Written tasks |
A – In the EEOC decision, on what date did the complainant file her formal EEO complaint with the agency?
B – Repeat everything in the EEOC decision from "AJ found that complainant timely" down to "their performance evaluations.".
C – Carry on the EEOC decision from the point where it stops.

Document |
........

For the following reasons, the Commission AFFIRMS the agency's final

order.

BACKGROUND

The record reveals that complainant, an Administrative Officer at the

agency's National Institutes of Health facility in Bethesda, Maryland,

filed a formal EEO complaint with the agency on April 27, 1995,

alleging that the agency had discriminated against her as referenced

above. At the conclusion of the investigation, complainant received

a copy of the investigative report and requested a hearing before an

EEOC Administrative Judge (AJ). Following a hearing, the AJ issued a

decision finding no discrimination.

The AJ concluded that complainant failed to establish a prima facie

case of race, color, or reprisal discrimination. Specifically, the

AJ found that complainant timely sought counseling as to (1) and (2)

supra, and that complainant failed to demonstrate that similarly situated

employees not in her protected classes were treated differently under

similar circumstances when they received their performance evaluations.

The AJ further found that, even assuming complainant had established a

prima facie case of discrimination, the agency articulated legitimate

nondiscriminatory reasons for its actions and complainant failed to show

that such reasons were a pretext for discrimination.

Regarding (3), (4), and (5), the AJ found that complainant did not

timely seek counseling as to these events, but that, even assuming

complainant could establish that all of the challenged events formed

a single continuing pattern of harassment, the agency articulated

legitimate nondiscriminatory reasons for its actions and complainant

failed to show that such reasons were a pretext for discrimination.

........

Dataset content |
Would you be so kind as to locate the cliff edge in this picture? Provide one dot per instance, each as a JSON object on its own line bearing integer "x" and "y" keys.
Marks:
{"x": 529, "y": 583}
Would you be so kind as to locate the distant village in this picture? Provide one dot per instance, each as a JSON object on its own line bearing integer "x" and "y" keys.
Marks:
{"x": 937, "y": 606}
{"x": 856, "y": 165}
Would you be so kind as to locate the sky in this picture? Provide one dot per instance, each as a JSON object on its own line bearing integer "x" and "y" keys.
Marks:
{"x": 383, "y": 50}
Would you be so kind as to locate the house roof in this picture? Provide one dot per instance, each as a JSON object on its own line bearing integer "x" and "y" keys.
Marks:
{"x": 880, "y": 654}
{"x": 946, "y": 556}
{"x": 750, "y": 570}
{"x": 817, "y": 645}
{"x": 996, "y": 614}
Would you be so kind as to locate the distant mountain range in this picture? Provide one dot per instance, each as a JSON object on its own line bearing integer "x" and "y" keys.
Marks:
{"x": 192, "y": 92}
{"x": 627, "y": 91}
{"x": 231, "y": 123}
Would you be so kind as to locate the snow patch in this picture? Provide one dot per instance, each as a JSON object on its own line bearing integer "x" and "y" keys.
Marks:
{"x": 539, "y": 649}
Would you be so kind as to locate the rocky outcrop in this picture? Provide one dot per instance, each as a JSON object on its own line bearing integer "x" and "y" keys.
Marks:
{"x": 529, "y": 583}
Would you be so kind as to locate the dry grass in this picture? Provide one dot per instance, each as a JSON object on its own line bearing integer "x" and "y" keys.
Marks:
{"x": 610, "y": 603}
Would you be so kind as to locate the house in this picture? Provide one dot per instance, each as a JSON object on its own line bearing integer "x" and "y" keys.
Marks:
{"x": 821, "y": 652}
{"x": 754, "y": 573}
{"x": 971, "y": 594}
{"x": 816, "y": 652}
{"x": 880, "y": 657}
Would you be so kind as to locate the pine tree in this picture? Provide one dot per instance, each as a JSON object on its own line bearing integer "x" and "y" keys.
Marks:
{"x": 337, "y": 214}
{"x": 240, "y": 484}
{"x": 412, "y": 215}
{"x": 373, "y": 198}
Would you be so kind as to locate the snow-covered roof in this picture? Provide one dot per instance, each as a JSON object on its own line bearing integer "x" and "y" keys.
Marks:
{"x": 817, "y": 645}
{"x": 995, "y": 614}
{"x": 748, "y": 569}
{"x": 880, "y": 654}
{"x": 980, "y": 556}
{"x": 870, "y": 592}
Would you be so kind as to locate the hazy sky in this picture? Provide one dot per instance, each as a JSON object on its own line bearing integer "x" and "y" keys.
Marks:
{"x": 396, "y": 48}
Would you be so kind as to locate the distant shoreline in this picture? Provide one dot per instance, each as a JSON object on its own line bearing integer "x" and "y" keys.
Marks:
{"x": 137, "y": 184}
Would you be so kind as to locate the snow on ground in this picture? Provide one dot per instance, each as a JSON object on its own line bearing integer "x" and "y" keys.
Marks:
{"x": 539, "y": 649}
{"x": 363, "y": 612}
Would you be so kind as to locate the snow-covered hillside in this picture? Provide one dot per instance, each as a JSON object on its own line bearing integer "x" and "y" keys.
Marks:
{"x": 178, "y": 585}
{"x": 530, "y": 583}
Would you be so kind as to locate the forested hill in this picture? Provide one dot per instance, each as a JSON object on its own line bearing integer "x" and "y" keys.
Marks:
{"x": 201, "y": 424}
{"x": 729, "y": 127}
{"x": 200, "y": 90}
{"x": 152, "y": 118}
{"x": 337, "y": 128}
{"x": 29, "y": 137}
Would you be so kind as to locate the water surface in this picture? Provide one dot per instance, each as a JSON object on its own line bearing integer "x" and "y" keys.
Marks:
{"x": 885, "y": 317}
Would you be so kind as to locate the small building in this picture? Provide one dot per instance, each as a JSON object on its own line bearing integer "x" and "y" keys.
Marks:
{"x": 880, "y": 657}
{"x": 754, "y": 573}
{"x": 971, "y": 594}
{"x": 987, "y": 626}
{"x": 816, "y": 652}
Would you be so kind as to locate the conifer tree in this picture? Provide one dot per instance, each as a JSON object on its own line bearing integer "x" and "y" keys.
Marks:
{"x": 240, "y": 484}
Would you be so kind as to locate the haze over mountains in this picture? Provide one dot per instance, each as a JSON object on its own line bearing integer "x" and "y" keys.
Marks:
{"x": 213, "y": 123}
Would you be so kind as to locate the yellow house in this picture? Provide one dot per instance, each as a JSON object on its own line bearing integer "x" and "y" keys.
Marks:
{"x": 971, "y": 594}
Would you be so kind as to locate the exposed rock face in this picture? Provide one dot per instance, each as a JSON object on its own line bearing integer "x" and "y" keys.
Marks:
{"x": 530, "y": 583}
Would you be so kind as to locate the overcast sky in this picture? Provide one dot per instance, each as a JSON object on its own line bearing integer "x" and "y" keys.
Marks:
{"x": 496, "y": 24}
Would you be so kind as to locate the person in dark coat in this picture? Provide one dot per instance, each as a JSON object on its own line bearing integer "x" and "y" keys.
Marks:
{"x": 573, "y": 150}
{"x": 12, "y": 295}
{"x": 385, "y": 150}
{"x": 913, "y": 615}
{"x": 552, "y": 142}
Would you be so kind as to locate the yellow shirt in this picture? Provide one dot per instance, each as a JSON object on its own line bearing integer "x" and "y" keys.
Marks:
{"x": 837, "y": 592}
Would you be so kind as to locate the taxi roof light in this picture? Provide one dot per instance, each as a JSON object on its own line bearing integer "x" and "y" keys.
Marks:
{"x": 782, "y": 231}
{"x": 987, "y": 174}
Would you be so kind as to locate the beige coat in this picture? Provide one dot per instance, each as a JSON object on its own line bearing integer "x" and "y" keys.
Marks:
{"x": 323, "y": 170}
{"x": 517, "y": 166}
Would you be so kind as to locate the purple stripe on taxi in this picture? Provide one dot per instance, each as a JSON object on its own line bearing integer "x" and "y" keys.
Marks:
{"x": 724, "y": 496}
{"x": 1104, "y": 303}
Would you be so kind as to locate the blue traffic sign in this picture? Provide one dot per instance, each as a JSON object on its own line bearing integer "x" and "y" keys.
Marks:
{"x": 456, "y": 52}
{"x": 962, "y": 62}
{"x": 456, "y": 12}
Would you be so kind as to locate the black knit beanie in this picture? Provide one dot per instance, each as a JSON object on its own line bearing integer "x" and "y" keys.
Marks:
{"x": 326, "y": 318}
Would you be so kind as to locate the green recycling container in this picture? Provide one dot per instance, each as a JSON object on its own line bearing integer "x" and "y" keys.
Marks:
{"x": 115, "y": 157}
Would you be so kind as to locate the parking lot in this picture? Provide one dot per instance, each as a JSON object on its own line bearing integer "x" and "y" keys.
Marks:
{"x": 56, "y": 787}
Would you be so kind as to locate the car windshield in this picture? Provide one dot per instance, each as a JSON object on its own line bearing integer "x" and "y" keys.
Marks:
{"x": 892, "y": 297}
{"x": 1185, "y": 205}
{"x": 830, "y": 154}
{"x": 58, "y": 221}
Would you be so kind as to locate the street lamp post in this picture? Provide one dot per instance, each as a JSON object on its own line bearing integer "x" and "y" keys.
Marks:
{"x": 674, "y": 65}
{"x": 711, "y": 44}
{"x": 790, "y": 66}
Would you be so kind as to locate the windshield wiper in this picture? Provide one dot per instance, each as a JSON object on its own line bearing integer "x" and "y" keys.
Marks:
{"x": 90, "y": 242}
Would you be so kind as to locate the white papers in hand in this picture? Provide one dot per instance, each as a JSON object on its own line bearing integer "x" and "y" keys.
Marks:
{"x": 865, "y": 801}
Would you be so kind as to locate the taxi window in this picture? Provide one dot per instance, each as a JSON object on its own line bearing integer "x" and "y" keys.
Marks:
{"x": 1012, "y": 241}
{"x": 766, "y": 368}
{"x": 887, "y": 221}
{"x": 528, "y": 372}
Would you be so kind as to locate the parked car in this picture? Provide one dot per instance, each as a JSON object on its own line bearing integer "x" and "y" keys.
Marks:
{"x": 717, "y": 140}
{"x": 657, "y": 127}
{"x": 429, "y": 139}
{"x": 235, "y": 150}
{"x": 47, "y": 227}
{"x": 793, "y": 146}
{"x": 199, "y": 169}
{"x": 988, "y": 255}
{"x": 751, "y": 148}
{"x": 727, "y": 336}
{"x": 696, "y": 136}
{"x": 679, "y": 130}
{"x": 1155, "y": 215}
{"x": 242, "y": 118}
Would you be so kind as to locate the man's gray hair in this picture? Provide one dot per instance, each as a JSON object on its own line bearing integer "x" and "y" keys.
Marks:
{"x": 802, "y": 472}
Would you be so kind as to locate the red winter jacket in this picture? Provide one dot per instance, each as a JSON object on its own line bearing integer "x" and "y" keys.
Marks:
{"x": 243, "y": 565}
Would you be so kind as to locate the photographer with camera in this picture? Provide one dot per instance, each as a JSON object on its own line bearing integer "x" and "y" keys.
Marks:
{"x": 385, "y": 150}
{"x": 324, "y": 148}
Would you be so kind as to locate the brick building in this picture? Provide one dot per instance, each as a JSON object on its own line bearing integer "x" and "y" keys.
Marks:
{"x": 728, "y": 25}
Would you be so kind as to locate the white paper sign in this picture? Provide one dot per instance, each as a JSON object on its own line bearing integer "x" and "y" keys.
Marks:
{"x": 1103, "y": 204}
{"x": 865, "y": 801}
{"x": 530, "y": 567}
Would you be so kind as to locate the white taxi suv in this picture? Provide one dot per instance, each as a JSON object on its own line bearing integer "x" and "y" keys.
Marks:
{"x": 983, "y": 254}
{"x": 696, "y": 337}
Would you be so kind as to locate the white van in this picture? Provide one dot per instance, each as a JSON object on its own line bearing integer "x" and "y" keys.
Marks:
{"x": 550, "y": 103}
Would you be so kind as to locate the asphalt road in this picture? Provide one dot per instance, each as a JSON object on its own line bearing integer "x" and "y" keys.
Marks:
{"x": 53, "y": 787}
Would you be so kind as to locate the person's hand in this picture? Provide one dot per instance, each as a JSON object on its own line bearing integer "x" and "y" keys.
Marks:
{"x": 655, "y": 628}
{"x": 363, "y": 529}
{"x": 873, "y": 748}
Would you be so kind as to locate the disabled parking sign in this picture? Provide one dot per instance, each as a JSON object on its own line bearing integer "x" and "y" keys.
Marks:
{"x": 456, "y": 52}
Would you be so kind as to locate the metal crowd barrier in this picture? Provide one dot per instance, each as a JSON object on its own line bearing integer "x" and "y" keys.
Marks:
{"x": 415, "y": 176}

........

The responses |
A – April 27, 1995.

B –
AJ found that complainant timely sought counseling as to (1) and (2)

supra, and that complainant failed to demonstrate that similarly situated

employees not in her protected classes were treated differently under

similar circumstances when they received their performance evaluations.

C –
The agency's final order implemented the AJ's decision. From this

decision, complainant appeals.

On appeal, complainant restates many arguments previously made prior

to and at the hearing. In addition, complainant contends that the AJ

unfairly included another matter (whether the agency unfairly placed

comments in complainant's performance evaluation accusing her of altering

timecards and illegally reporting hours worked) in his decision after

telling both parties in a pre-hearing motion that the matter would

not be included. Because she was told the matter was not going to be

included, complainant argues, she was prevented from presenting arguments

on the matter during the hearing. In response, the agency restates the

position it took in its final agency order, and requests that we affirm

its final order.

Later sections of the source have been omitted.